Display every line in the listing that contains the string "Mark", treating uppercase and lowercase as different.

----- Raw records -----

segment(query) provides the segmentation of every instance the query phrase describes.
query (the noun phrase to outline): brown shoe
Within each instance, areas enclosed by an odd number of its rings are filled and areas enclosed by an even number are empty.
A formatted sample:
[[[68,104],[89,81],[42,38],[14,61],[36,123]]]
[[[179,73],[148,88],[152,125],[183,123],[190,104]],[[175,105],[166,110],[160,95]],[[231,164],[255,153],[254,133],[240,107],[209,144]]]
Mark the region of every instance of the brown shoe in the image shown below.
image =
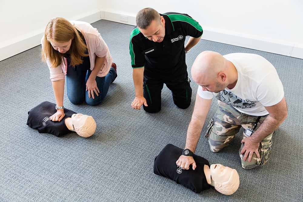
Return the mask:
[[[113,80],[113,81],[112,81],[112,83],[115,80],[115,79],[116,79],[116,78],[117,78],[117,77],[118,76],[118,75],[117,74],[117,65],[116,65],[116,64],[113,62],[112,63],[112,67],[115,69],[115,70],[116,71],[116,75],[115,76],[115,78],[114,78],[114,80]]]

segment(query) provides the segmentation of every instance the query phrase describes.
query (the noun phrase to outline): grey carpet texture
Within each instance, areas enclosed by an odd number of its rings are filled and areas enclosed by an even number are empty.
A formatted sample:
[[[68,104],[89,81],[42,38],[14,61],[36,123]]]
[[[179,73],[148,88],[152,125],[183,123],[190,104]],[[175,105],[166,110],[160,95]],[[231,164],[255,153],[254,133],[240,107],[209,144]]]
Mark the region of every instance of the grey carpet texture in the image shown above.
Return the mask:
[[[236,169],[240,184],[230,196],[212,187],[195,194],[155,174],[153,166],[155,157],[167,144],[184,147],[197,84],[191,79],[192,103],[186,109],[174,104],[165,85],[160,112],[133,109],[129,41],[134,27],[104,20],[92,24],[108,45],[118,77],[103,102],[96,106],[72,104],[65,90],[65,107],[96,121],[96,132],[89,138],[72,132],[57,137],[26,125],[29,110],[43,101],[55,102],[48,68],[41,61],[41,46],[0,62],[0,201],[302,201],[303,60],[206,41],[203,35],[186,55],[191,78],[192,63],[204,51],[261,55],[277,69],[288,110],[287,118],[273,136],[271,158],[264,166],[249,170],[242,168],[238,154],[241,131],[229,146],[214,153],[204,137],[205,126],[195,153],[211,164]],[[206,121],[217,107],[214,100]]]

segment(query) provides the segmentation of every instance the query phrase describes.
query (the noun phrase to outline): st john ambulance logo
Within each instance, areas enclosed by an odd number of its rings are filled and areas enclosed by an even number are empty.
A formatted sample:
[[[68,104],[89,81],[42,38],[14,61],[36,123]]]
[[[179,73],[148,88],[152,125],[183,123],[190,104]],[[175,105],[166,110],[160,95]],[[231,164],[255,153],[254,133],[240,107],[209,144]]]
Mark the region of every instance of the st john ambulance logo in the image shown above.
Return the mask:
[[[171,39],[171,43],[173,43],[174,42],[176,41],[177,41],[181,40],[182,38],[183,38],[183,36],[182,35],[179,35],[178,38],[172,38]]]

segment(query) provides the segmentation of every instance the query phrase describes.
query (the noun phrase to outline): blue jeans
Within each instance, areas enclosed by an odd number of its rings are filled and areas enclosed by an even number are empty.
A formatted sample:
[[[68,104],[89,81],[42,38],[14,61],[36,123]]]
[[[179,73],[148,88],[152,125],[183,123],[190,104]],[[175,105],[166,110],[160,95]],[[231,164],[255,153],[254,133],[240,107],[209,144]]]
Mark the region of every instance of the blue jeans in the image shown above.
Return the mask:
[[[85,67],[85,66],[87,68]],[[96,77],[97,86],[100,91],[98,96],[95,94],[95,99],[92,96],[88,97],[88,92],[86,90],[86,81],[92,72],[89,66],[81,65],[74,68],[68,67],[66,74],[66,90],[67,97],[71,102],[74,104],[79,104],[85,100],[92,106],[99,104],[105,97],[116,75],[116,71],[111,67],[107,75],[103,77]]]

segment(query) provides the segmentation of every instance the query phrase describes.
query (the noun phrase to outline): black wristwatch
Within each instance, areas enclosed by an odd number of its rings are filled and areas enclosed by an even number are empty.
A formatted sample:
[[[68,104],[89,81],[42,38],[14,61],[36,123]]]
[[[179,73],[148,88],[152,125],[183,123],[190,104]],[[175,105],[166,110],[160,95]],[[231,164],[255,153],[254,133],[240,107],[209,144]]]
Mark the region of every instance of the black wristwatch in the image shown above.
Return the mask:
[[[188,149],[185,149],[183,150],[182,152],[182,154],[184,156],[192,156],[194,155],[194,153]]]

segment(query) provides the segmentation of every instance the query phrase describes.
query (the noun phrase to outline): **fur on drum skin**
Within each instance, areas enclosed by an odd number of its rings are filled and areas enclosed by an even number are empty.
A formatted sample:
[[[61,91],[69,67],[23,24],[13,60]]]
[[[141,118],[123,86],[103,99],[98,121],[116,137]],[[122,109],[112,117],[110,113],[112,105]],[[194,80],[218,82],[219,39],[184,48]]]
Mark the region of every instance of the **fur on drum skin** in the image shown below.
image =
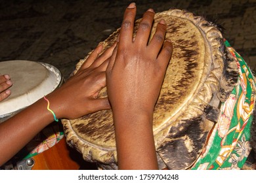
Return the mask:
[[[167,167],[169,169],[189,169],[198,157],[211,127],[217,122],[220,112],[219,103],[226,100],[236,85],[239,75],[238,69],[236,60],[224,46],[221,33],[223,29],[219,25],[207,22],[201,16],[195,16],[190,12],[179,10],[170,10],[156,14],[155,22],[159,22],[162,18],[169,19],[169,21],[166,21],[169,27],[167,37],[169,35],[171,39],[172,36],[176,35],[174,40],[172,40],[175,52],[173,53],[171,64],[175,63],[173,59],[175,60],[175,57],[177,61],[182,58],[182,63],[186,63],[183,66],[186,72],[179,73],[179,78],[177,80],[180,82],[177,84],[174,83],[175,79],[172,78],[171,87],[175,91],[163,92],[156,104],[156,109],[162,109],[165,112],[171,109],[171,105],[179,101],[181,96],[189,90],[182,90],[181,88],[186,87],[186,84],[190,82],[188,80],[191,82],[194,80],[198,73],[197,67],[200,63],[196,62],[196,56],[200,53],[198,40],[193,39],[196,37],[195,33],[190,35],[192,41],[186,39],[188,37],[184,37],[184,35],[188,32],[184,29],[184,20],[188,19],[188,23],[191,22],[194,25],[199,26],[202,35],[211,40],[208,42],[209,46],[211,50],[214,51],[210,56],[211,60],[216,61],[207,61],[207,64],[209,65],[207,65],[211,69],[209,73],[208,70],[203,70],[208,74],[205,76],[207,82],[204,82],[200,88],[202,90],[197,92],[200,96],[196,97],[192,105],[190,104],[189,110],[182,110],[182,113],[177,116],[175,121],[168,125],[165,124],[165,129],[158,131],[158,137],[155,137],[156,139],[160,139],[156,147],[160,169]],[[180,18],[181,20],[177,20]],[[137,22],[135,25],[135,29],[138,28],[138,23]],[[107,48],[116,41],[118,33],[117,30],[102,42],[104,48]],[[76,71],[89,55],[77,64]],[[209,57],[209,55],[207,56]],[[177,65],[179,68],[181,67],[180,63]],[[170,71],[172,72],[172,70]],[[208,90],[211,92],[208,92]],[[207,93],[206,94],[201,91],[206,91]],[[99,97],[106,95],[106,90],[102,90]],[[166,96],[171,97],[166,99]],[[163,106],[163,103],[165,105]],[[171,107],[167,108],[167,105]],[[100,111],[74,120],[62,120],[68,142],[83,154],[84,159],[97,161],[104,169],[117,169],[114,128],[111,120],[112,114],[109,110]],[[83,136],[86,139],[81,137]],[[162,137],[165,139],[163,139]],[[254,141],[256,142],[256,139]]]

-----

## Task answer
Mark the region of every instance of the brown shoe in the image shown below.
Mark the region of every instance of the grey carpet texture in the image shown above.
Mark the region of every instance of the st john ambulance logo in the image shown above.
Mark the region of every instance of the blue jeans in the image shown above.
Mark the region of every instance of the black wristwatch in the image shown above.
Mark the region of every instance of the **fur on drum skin** in the image shown below.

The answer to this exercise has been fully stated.